This data repository contains global raster and vector outputs for the WaterNet model at 20 meters, and it links the code for three python modules related to the generation of this data. This research was supported by Bridges to Prosperity and conducted by Better Planet Laborary. If using this data please cite the original WaterNet paper:
Pierson, Matthew., and Mehrabi, Zia. 2024. Mapping waterways worldwide with deep learning. arXiv. https://doi.org/10.48550/arXiv.2412.00050
Projection: All files use EPSG: 4326.
A Live demo of the raster data can be found at The Fika Map Website. A STAC catalog is coming soon!
The raster outputs are in the raster folder. The file names follow the format {xtile}_{ytile}.tif
and correspond to a zoom level 6 xyz map tile. A geojson file in the root directory named waterway_model_outputs_20m_raster_overview.geojson
contains the bounding boxes for each raster file. The raster files are configured as COGs (Cloud-Optimized GeoTIFF) files.

=======

> The task
Extend the description of the WaterNet data repository above, starting after its final sentence.

> Information shown

=======

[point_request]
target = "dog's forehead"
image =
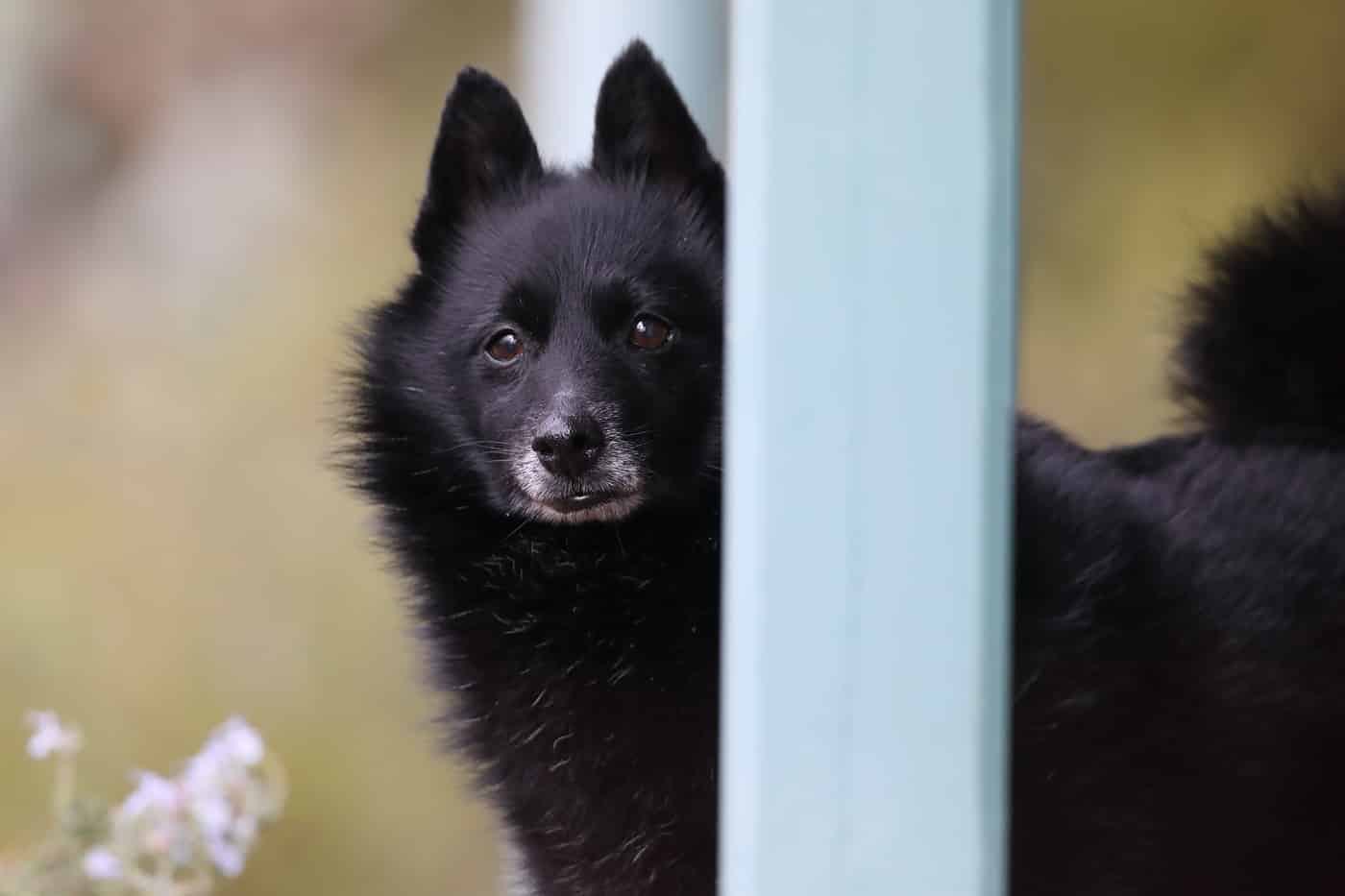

=======

> Answer to this problem
There are a few known issues with the raster product. These include lower accuracy of capturing swampy areas and deserts (although alternative feature weightings of the model can allow for better capture of swamps, and our vectorization process aims to resolve the issues in deserts). We also note higher noise in areas where it is difficult to create cloud free composites (coastal areas, near the equator); and future integration of SAR data may help alleviate these particularly on a near-real time deploy. There is also artifact in Greenland (missing cells) that we expect is due to Sentinel-2 feature inputs, for which further investigation and back fill is likely required.
Vector data has been made available as a series of geoparquet files as well as a set of pmtiles files. A geojson file in the root directory named waterway_model_outputs_vector_overview.geojson
contains the bounding boxes for each parquet vector file. The individual geoparquet files are available in the vector folder and the pmtiles files are available in the pmtiles folder. There is also a joined pmtiles file named waterway_model_outputs_20m_vector.pmtiles
. The pmtiles files offer live previews of the data if you click on an individual file. A live demo of the vector data can be found at The Fika Map Website.
Files can be found in the vector folder and follow the naming format {hydrobasins level 2 id}_{part}.parquet
. Files correspond to parts of hydrobasin level 2 basins, split due to 2.5 GB size limits. Files are configured as geoparquet files.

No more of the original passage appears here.